* **ЧТО НУЖНО СДЕЛАТЬ**:
[1] Верны ли по тексту о фильме «Экспресс» утверждения (а) «Главного героя играет Лев Зулькарнаев», (б) «Действие фильма происходит в Кабардино-Балкарии» и (в) «На поиски карточки у героя есть неделя»? Для каждого ответьте «да» или «нет» и дословно приведите слова текста, которые это решают.
[2] С какого вида, согласно тексту о фильме «Экспресс», начинается картина?

* **ИСХОДНЫЙ ТЕКСТ**:
=======

«Экспресс» Руслана Братова — один из лучших российских фильмов года. Пацанская элегия, действие которой происходит в Карачаево-Черкесии. По сюжету живет парень по имени Саша Сосланов и прозвищу Сос (Лев Зулькарнаев), который развлекается тем, что делает ставки в букмекерской конторе. И вот однажды его ставка «Экспресс» неожиданно начинает выигрывать. Однако есть загвоздка: Сос потерял карточку для получения выигрыша, и теперь у него есть всего три дня, чтобы ее найти.
Несмотря на то что завязка фильма Братова (также автора чудесной короткометражки «Лалай-Балалай») напоминает советскую комедию «Спортлото-82», по вайбу она ближе к «Хорошему времени» братьев Сафди. Главный герой такой же неудачник, как и герой Роберта Паттинсона. Весь фильм он гоняется за счастливым билетом — разумеется, в лучшую жизнь. Однако судьба (та еще злодейка) каждый раз обламывает Соса.
В фильме много фактурных лиц, ярких типажей и чудесной северокавказской натуры, подчеркивающей тщетность бытия. Скажем, картина начинается с вида, снятого со дна канализационного люка. Таким образом авторы с ходу показывают нам, в какой безнадежности живут главные герои и как труден путь наверх, особенно если ты полагаешься на удачу и веришь во всякую чушь, например в то, что египетские пирамиды построили инопланетяне. Поэтому, учитывая то, как Сос мерно плывет по течению (в финале — уже в прямом смысле), есть стойкое ощущение, что даже если он найдет тот счастливый билет, в его жизни мало что изменится.

=======

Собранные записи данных
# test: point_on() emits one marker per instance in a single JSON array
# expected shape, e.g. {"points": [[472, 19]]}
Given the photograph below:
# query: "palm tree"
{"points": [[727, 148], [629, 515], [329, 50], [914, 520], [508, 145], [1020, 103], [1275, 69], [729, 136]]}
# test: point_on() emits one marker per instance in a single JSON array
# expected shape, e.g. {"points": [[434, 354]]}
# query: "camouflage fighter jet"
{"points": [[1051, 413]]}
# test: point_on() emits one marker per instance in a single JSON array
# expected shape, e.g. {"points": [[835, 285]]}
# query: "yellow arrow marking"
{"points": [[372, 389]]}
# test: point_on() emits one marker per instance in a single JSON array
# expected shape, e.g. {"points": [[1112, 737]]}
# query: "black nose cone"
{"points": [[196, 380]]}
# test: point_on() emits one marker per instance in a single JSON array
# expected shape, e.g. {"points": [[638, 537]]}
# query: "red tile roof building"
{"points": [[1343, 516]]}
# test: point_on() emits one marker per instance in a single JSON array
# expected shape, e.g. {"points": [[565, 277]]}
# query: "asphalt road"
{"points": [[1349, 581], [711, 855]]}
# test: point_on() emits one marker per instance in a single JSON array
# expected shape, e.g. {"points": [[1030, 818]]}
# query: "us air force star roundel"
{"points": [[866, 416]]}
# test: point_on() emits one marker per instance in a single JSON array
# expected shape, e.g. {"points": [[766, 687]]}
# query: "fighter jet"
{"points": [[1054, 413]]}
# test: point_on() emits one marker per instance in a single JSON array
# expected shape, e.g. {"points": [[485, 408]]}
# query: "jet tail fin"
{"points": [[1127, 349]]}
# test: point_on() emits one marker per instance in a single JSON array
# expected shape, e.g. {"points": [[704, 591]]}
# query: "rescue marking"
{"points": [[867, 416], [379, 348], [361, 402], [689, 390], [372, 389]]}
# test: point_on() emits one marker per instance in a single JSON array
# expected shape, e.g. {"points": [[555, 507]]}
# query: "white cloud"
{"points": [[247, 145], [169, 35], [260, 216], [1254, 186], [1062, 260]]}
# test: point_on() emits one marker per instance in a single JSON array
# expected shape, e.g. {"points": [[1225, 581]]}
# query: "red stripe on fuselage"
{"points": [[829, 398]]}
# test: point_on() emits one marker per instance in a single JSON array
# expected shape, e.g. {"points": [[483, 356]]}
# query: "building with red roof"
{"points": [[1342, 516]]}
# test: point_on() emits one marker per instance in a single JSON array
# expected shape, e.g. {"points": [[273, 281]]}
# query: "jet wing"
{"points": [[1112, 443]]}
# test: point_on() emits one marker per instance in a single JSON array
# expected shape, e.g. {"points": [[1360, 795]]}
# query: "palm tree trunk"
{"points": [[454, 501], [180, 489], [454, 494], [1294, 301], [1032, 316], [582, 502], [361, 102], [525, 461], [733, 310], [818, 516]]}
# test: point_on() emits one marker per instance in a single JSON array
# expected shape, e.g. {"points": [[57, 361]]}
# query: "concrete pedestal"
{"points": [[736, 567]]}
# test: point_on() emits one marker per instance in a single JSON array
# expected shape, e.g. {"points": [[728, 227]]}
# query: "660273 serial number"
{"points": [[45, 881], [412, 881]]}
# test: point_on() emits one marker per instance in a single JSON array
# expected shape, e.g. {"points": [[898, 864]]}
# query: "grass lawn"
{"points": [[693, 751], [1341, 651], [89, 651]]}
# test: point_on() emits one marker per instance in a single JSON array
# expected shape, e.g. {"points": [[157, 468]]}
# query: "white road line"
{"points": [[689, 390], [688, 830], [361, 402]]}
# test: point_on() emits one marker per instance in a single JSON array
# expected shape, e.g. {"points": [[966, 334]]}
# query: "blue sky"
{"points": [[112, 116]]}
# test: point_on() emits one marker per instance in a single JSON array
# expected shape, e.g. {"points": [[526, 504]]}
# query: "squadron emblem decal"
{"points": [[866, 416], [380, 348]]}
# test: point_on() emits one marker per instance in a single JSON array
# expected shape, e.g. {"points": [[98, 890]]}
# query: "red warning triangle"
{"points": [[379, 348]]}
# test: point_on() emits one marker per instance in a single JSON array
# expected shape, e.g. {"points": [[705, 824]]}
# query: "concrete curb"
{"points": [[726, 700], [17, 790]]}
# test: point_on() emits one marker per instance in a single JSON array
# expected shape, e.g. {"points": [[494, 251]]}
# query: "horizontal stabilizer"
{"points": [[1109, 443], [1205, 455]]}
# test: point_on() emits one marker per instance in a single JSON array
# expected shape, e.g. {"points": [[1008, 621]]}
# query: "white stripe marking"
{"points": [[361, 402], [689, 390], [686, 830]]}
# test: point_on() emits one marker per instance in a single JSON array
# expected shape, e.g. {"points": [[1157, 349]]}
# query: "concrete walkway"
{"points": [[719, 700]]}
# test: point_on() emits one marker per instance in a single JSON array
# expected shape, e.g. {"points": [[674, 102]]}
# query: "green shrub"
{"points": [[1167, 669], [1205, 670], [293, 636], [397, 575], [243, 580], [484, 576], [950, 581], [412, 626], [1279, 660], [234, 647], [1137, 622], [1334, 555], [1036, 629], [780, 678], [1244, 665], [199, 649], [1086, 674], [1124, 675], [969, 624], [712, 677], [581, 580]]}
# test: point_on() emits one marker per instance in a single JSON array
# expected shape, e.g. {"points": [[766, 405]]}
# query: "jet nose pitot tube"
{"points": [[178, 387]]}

=======

* **ОТВЕТЫ К ЗАДАНИЯМ**:
[1]
(а) Да: «живет парень по имени Саша Сосланов и прозвищу Сос (Лев Зулькарнаев)».
(б) Нет: «действие которой происходит в Карачаево-Черкесии».
(в) Нет: «теперь у него есть всего три дня, чтобы ее найти».

[2] С вида, снятого со дна канализационного люка.